EXERCISE DESCRIPTION: Could you please write out each line of the records exactly, minus the pictures?

[[ DATA, beginning ]]

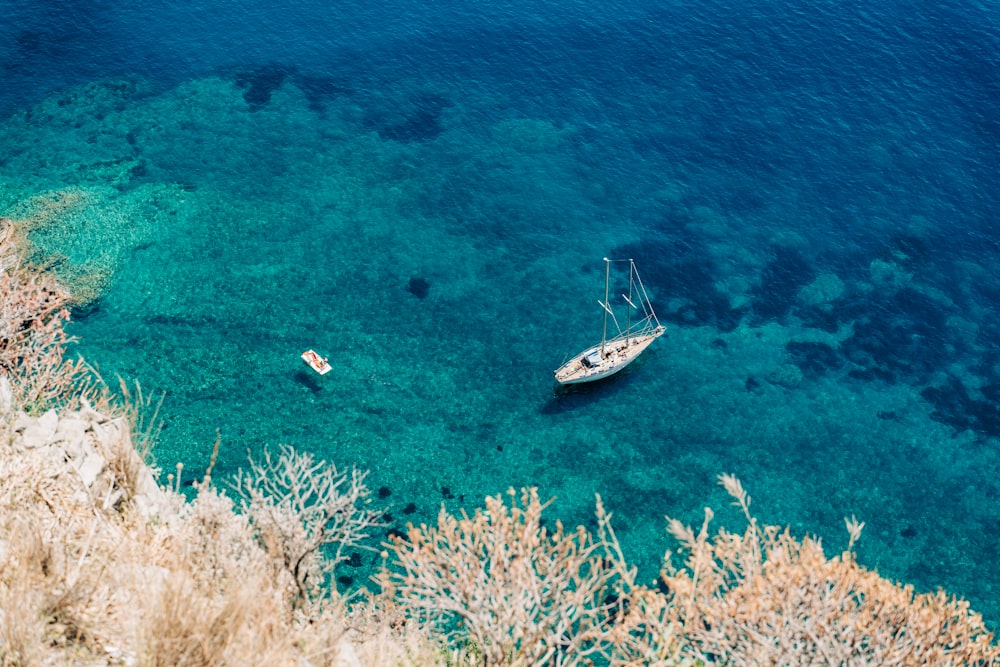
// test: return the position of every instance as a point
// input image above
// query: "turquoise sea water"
(424, 192)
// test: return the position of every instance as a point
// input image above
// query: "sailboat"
(615, 353)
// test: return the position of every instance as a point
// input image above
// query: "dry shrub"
(301, 509)
(764, 597)
(524, 595)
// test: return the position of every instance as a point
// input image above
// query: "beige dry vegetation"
(99, 565)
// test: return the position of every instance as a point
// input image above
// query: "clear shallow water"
(809, 191)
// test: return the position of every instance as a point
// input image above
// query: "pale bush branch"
(523, 594)
(765, 597)
(298, 506)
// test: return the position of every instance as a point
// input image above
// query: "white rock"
(72, 432)
(6, 398)
(90, 467)
(41, 431)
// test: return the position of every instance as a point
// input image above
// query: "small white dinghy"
(316, 362)
(614, 354)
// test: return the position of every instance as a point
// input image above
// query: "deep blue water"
(808, 188)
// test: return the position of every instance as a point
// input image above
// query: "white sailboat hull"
(619, 352)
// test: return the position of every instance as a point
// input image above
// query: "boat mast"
(607, 275)
(631, 274)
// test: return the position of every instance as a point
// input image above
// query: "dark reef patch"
(814, 358)
(787, 272)
(954, 406)
(418, 119)
(418, 287)
(259, 83)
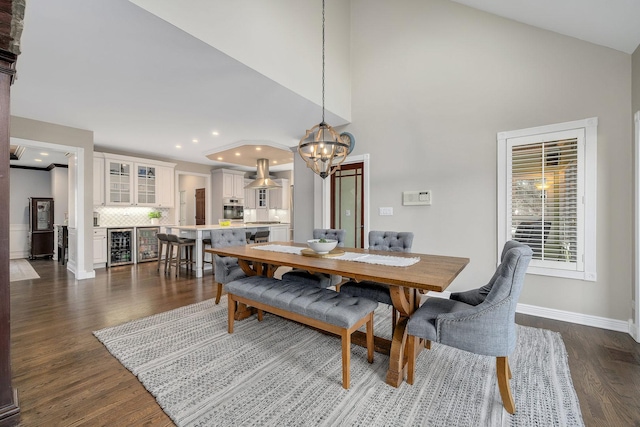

[[ DATA, end ]]

SOLUTION FOR THIS TASK:
// test: return the position of every instance as a point
// input image above
// query: "turquoise sea water"
(424, 192)
// test: return the position of every instance as a point
// input image above
// query: "sailboat"
(615, 353)
// test: return the position of every instance as a point
// input image above
// query: "dry shrub"
(301, 509)
(764, 597)
(524, 595)
// test: return the position of every instance as a point
// input image above
// query: "beige dry vegetation"
(99, 565)
// test: return the position of every instance as a point
// input image above
// query: "clear shallow water"
(809, 191)
// test: return the position of every instance as a point
// input image above
// query: "pale bush branch"
(523, 594)
(765, 597)
(298, 506)
// test: return the position of every instance as a point
// input image above
// query: "white rock"
(72, 432)
(6, 398)
(90, 467)
(41, 431)
// test: return the position of every instance as a point
// input image above
// query: "small white dinghy"
(316, 362)
(614, 354)
// test: return the position of every instance as a point
// input image above
// query: "deep blue water"
(808, 188)
// test: return the position of every instance as a point
// input image above
// query: "white sailboat hull"
(619, 352)
// test: return the position of every instance as a point
// input image above
// query: "boat mast"
(607, 275)
(631, 274)
// test: return the position of every instance as a point
// input image above
// query: "dark reef patch"
(814, 358)
(787, 272)
(954, 406)
(418, 119)
(418, 287)
(259, 83)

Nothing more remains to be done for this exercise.